DATASET CONTENT:
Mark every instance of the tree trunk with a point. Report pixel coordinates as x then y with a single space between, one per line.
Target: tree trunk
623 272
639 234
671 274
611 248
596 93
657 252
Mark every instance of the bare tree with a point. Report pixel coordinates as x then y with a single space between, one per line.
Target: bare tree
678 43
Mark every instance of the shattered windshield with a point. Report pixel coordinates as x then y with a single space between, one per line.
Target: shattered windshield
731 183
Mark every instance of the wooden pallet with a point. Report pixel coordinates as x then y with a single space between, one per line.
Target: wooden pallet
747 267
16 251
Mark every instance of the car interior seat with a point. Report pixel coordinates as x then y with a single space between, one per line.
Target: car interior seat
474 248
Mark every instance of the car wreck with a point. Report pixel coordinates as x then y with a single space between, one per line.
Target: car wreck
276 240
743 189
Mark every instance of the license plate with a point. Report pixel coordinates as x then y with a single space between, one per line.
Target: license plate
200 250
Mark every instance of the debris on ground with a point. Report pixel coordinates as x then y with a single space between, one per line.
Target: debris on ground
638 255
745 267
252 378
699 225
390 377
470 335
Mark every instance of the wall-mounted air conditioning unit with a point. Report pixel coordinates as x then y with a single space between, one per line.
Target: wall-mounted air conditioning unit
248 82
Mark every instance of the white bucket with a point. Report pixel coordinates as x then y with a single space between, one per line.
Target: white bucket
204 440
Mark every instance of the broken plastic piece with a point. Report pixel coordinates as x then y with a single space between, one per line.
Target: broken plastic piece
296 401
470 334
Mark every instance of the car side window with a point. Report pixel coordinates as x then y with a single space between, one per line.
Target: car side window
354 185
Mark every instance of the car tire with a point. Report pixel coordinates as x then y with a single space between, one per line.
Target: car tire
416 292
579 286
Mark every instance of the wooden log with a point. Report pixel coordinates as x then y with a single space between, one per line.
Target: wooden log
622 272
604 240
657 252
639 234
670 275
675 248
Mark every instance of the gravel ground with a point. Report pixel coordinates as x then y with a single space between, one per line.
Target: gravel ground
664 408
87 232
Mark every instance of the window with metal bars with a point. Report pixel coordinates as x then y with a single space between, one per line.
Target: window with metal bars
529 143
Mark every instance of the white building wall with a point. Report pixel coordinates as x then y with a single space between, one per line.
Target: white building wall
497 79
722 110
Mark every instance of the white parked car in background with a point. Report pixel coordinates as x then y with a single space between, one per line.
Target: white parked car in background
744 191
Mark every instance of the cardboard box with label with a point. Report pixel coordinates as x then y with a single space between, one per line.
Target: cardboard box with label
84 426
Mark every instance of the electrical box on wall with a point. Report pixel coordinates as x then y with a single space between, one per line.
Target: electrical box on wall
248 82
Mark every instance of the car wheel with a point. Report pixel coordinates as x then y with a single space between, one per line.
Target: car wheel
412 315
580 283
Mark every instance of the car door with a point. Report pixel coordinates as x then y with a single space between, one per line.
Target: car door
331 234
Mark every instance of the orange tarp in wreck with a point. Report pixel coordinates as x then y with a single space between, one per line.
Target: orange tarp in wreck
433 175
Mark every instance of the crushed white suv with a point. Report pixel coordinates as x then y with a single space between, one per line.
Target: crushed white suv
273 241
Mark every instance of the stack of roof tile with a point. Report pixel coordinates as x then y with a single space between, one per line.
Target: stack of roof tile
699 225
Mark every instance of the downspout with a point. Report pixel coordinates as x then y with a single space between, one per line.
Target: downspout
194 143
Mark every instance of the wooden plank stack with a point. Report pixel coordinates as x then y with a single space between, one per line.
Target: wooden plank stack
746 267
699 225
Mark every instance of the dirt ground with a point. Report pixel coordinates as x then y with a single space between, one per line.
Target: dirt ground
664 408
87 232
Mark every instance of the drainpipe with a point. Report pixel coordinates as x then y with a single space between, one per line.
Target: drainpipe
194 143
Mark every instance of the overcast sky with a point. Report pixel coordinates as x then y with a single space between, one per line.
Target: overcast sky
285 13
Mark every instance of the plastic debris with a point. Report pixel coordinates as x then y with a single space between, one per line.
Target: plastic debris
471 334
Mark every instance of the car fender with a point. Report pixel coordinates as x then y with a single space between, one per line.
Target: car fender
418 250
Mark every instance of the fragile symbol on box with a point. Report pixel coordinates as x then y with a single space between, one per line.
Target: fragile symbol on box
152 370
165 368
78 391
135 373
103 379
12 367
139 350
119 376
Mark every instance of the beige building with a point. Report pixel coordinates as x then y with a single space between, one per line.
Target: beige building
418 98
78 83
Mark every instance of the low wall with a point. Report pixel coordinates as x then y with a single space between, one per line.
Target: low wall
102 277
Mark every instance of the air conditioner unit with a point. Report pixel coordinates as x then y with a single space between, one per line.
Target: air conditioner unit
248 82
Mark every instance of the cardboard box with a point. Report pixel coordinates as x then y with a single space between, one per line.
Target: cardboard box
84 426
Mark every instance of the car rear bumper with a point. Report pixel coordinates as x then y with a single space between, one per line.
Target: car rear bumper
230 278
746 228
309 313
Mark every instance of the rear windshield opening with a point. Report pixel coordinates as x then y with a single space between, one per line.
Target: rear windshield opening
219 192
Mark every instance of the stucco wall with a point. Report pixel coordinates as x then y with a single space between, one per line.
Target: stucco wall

AIM:
Can you reproduce all the material exactly?

RESPONSE TO THE EXERCISE:
Mark every instance of the tree trunk with a point. Report pixel coordinates as x then y with a single space between, one per line.
Target: tree trunk
623 272
639 234
671 274
611 248
596 93
657 252
Mark every instance of the bare tree with a point. Report pixel coordinates as x then y with a single space between, one per line.
Target: bare tree
678 43
Mark every instance of the shattered windshield with a point. Report pixel coordinates as x then y with a single space between, one per line.
Target: shattered windshield
731 183
Mark every instance of the wooden pallet with a point. Report pixel coordinates as x then y with a single space between, one per line.
Target: wooden pallet
747 267
16 251
Mark every instance of the car interior seat with a point. Report pixel coordinates as x then y with a single space between, one per line.
Target: car interior seat
474 248
Mark every instance of the car wreck with a point. Report pixel coordinates as x then y with a single space between, one per line.
Target: car wreck
276 240
743 189
Mark every instance of the license plate with a point. Report pixel coordinates as x then y with a single space between, one per line.
Target: license plate
200 250
Mark every instance of the debris on ground with a point. Report pixel coordinates as x then y with a single space between, one per line.
Target: debris on ground
638 255
745 267
252 378
699 225
390 377
470 335
Mark every instance of the wall-mounted air conditioning unit with a point. Report pixel coordinates as x then y with a single space between, one per line.
Target: wall-mounted air conditioning unit
248 82
Mark every instance of the white bucket with a point. Report pixel coordinates as x then y with a single space between, one per line.
Target: white bucket
204 440
Mark every instance of the broken plastic piece with a point. Report pixel coordinates as x then y with a single space between, one per line.
Target: broken plastic piece
296 401
470 334
Mark every instance of the car side window with a point. Report pixel coordinates as x then y with a single space between, one per line.
Target: car side window
354 185
Mark every instance of the car tire with a point. Report pixel coordinates as x then y with a single space between, one per line.
Target: car tire
416 292
579 286
Mark every instance of the wooden log with a point. Report pixel coordinates as x then y with a single space between, one per line.
Target: wooden log
622 272
604 240
657 252
639 234
670 275
675 248
Mark every instance of the gravel ground with a point. Report pixel coordinates as x then y with a single space between, one per line.
Target: gravel ground
664 408
87 232
Mark every instance of the window with metal bars with a point. Report pixel coordinates as x then y with a single space between, one per line.
Target: window with metal bars
529 143
Mark every instance of the white building wall with a point. Report pixel coordinates as x then y with a single space between, one per line.
Target: white building wall
497 79
722 110
Mark every instance of the white parked car in background with a point. Report pixel coordinates as x then y with a single space between, one per line.
Target: white parked car in background
744 191
Mark every instance of the cardboard box with label with a point. Report pixel coordinates as x then y with a single space between, one per line.
Target: cardboard box with label
84 426
Mark every instance of the electrical box on wall with a point. Report pixel coordinates as x then y with a single space between, one per line.
Target: electrical box on wall
248 82
Mark every instance of the car wheel with a point. Report pixel coordinates as x then y with a single space between, one per line.
Target: car wheel
412 315
580 283
Mark every instance of the car door with a point. Report pixel coordinates as x then y with a single space between, one per line.
Target: car door
331 234
Mark every instance of the orange tarp in wreck with a point. Report pixel coordinates as x then y with a single space between, one per line.
Target: orange tarp in wreck
433 175
Mark every instance of the crushed white suv with a point. Report pixel coordinates as x then y with a single space between, one per line.
Target: crushed white suv
273 241
Mark every instance of the stack of roof tile with a point. Report pixel coordinates as x then y with a single space between, one per line.
Target: stack of roof tile
699 225
Mark every instance of the downspout with a point. Report pixel coordinates as x then y with a single space between, one per line.
Target: downspout
194 143
Mark every instance of the wooden plank stack with a point. Report pixel coordinates as x then y with a single space between, one per line.
Target: wooden plank stack
746 267
699 225
Mark every instance of the dirt ground with a point. Report pixel coordinates as x then y with a single space between, one per line.
Target: dirt ground
664 408
87 232
Mark every instance of the drainpipe with a point. Report pixel coordinates as x then y with a single space between, one per line.
Target: drainpipe
194 143
Mark every instance of the overcast sky with a point. Report pixel coordinates as x then y with a single space between, one per line.
Target: overcast sky
285 13
Mark every instance of the plastic debris with a point. Report pixel coordinates as x then y with a single space between, one per line.
Target: plastic debris
471 334
Mark every instance of the car fender with a point. Report pixel coordinates as x then y with a single space between, one per line.
Target: car fender
418 250
Mark every instance of the fragile symbol on box with a point. Report pixel coordinates as x then y with a single space between, one per line.
Target: fragile symbol on box
152 370
165 368
78 391
135 373
103 379
12 367
139 350
119 376
Mark every instance of the beige building with a point. Report pixel coordinates as x then y with a single space between, one per line.
Target: beige building
418 98
78 83
Mark every instance of the low wall with a point. Report pixel coordinates as x then y with a single space between, one per line.
Target: low wall
102 277
Mark every instance of the air conditioner unit with a point. Report pixel coordinates as x then y with a single space between, one per line.
Target: air conditioner unit
248 82
Mark every instance of the cardboard box with a point. Report pixel coordinates as x then y with a single space between, one per line.
Target: cardboard box
84 426
Mark every instance of the car rear bumper with a point. Report pixel coordinates as x then y with a single space between, one per line.
Target: car rear bumper
230 278
746 228
309 313
Mark every instance of the rear windshield opening with a point. Report pixel coordinates as x then y with a single space between, one per line.
Target: rear windshield opening
219 192
Mark every instance of the stucco wall with a point. Report pixel coordinates as x then y with a single space between, one per line.
Target: stucco wall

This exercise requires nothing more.